# [DATA RECORDS]

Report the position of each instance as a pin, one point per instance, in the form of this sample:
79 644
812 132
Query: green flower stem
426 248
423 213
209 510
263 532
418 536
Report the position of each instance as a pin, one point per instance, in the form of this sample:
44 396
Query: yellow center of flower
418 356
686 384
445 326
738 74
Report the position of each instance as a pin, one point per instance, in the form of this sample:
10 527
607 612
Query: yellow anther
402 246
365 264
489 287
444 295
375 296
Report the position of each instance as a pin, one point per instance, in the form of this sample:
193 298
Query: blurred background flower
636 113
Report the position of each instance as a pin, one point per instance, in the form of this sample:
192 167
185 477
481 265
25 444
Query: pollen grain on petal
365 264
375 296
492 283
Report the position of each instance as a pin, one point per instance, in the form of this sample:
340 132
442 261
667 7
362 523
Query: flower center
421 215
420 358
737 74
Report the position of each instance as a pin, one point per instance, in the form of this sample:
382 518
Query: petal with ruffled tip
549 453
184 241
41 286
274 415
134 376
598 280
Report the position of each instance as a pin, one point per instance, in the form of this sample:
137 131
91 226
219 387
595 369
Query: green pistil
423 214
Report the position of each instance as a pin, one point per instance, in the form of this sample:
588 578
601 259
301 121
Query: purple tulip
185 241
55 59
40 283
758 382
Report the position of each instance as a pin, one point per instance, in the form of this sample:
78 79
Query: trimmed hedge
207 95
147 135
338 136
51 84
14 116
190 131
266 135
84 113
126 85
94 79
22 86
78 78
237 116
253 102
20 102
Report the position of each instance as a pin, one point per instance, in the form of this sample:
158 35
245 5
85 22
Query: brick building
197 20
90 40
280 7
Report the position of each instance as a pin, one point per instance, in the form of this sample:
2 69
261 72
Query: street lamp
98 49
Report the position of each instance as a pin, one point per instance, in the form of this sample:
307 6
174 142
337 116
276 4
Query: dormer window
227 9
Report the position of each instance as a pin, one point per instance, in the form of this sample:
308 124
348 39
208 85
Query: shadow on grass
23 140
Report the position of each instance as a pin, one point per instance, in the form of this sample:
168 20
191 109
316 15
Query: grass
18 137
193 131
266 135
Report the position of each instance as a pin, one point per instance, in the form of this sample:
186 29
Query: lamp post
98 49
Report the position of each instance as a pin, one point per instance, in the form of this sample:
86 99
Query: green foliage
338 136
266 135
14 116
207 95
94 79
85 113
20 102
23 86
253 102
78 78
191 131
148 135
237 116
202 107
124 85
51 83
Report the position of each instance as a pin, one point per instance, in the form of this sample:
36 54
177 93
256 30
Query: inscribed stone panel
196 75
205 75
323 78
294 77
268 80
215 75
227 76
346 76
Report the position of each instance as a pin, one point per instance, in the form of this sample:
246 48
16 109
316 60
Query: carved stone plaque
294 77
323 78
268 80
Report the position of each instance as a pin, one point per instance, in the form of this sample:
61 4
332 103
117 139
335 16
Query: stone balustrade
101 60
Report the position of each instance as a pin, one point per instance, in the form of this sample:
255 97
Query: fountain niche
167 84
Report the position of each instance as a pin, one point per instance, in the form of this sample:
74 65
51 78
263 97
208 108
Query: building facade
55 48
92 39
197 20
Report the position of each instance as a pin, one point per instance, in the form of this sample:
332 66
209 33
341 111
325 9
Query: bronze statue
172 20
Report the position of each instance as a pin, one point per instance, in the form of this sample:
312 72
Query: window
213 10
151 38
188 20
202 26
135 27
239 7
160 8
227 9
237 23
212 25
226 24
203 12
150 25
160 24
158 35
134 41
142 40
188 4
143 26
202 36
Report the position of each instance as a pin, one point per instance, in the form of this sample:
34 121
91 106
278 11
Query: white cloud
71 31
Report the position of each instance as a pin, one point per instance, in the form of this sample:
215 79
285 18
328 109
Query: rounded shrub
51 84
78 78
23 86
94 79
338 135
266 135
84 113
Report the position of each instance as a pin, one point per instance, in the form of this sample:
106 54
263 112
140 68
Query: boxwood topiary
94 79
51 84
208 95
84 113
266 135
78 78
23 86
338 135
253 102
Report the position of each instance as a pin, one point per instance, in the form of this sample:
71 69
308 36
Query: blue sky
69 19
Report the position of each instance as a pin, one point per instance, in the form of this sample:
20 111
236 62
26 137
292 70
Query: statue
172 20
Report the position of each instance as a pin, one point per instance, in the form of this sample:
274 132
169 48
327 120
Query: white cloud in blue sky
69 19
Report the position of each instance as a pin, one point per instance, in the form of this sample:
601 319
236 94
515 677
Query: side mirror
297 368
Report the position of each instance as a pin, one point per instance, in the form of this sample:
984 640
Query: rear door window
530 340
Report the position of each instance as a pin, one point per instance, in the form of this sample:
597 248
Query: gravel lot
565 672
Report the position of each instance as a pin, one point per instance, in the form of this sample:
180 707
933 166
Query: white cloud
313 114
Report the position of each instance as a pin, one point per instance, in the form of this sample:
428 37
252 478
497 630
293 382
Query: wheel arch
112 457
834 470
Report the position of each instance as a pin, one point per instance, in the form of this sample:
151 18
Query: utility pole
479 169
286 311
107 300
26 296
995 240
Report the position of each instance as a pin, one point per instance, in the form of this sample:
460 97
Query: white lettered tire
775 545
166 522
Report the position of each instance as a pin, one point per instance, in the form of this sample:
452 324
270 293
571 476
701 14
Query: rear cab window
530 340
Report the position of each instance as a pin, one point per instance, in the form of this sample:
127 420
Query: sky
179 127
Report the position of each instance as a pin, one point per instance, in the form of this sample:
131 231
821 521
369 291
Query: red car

# [EXERCISE PROMPT]
Every line of the data above should be reproduced word for word.

# [TASK ANSWER]
Report the position of each instance as a pin, one point per instance, in the form of this sample:
79 644
812 132
Query: green flower stem
426 248
423 213
209 510
263 532
418 536
Report the position of each instance as a pin, one point per instance, in the form of this sample:
44 396
Query: yellow center of flower
418 356
686 384
445 326
738 74
Report the position of each instance as a pin, one point per instance, in the form of this sample:
10 527
607 612
Query: yellow anther
402 246
365 264
489 287
444 295
375 296
Report the position of each instance as a pin, one point per instance, in the form of this sample:
193 298
Query: blurred background flower
636 113
Report the position of each instance as a pin, one point per instance, in the form of this sample:
192 167
185 477
481 265
25 444
Query: pollen grain on petal
365 264
375 296
492 283
Report the position of each instance as a pin, one point per instance, in the form of this sample:
340 132
442 261
667 7
362 523
Query: flower center
421 215
420 358
737 74
Report the position of each instance as a pin, one point per instance, in the form of this sample:
382 518
Query: petal with ruffled tip
549 453
184 241
41 286
274 415
134 376
598 280
Report the position of each instance as a pin, one point per instance, in the form of this sample:
137 131
91 226
219 387
595 369
Query: green pistil
423 214
Report the position of each instance as a pin, one point per instance, in the form of this sample:
588 578
601 259
301 121
Query: purple tulip
185 241
55 59
40 283
758 382
Report the position of each instance as a pin, one point per instance, in the form of this sample:
78 79
Query: trimmed hedge
207 95
147 135
338 136
51 84
14 116
190 131
266 135
84 113
126 85
94 79
22 86
78 78
237 116
253 102
20 102
Report the position of each instance as a pin, one point per instance, in the form of this sample:
158 35
245 5
85 22
Query: brick building
197 20
90 40
280 7
Report the position of each instance as a pin, one point per instance, in the form of this sample:
2 69
261 72
Query: street lamp
98 49
Report the position of each instance as a pin, one point per instance, in the form of this sample:
307 6
174 142
337 116
276 4
Query: dormer window
227 9
Report the position of each instance as a pin, one point per instance, in the form of this sample:
308 124
348 39
208 85
Query: shadow on grass
23 140
Report the position of each instance as a pin, one point per instance, in the form of this sample:
168 20
191 109
316 15
Query: grass
18 137
193 131
266 135
Report the position of each instance as a pin, one point per instance, in the form of this sample:
186 29
Query: lamp post
98 49
Report the position of each instance as a pin, one point per instance, in the form of this sample:
86 99
Query: green foliage
338 136
266 135
14 116
207 95
94 79
85 113
20 102
23 86
253 102
78 78
191 131
148 135
237 116
202 107
124 85
51 83
Report the position of each instance as a pin, one point per instance, in the form of this sample:
36 54
177 93
256 30
Query: inscribed stone panel
196 75
205 75
323 78
294 77
268 80
215 75
227 76
346 76
Report the position of each instance as a pin, one point per instance, in the form of this sample:
246 48
16 109
316 60
Query: carved stone plaque
294 77
323 78
268 80
Report the position of each instance as a pin, one point per instance, in the form of this sample:
61 4
332 103
117 139
335 16
Query: stone balustrade
101 60
Report the position of each instance as a pin, one point per instance, in the form of this sample:
255 97
Query: fountain niche
167 84
Report the position of each instance as a pin, one point per instance, in the form of this sample:
74 65
51 78
263 97
208 108
Query: building facade
55 48
92 39
197 20
Report the position of each instance as a pin, one point per instance, in the form of this sample:
332 66
209 33
341 111
325 9
Query: bronze statue
172 20
Report the position of each instance as a pin, one point per instance, in the form of this sample:
312 72
Query: window
213 10
151 38
188 20
202 26
135 27
239 7
160 8
227 9
237 23
212 25
226 24
203 12
150 25
160 24
158 35
134 41
142 40
188 4
143 26
202 36
Report the position of each instance as a pin, one point per instance, in the form of this sample:
34 121
91 106
278 11
Query: white cloud
71 31
Report the position of each instance as a pin, one point per instance, in the form of this sample:
215 79
285 18
328 109
Query: rounded shrub
51 84
78 78
23 86
94 79
338 135
266 135
84 113
Report the position of each instance as a pin, one point per instance, in the form of this sample:
106 54
263 112
140 68
Query: boxwood topiary
94 79
51 84
208 95
84 113
266 135
78 78
23 86
338 135
253 102
Report the position of each instance as a pin, one point per instance, in the form of this sample:
71 69
308 36
Query: blue sky
69 19
Report the position of each instance as a pin, one point per instance, in the form of this sample:
20 111
236 62
26 137
292 70
Query: statue
172 20
Report the position of each instance as a pin, one point per instance, in the form of this sample:
274 132
169 48
327 120
Query: white cloud in blue sky
69 19
Report the position of each instance as a pin, one point per instance, in the form of this sample:
601 319
236 94
515 677
Query: side mirror
297 368
Report the position of each instance as a pin, one point per instance, in the form of this sample:
984 640
Query: rear door window
530 340
Report the position of each instance as a pin, one point per instance, in the form of this sample:
597 248
Query: gravel lot
565 672
Report the position of each instance as a pin, one point per instance, in the form of this sample:
180 707
933 166
Query: white cloud
313 114
Report the position of each instance as a pin, one point per instance, in the form of this sample:
428 37
252 478
497 630
293 382
Query: wheel arch
112 457
834 470
Report the position of each instance as a pin, one point per instance, in the form of this sample:
151 18
Query: utility pole
479 169
286 311
107 300
26 296
995 240
Report the position of each instance as a pin, one point per instance, in the form of this sample:
460 97
Query: white lettered tire
775 545
166 522
Report the position of each instance as a pin, one point per instance, in the form of this sample:
452 324
270 293
571 476
701 14
Query: rear cab window
530 340
Report the position of each instance as a pin, one point per instance, in the form of this sample:
127 420
Query: sky
179 127
Report the position of each instance as a pin, one point per instance, in the form of this sample:
131 231
821 521
369 291
Query: red car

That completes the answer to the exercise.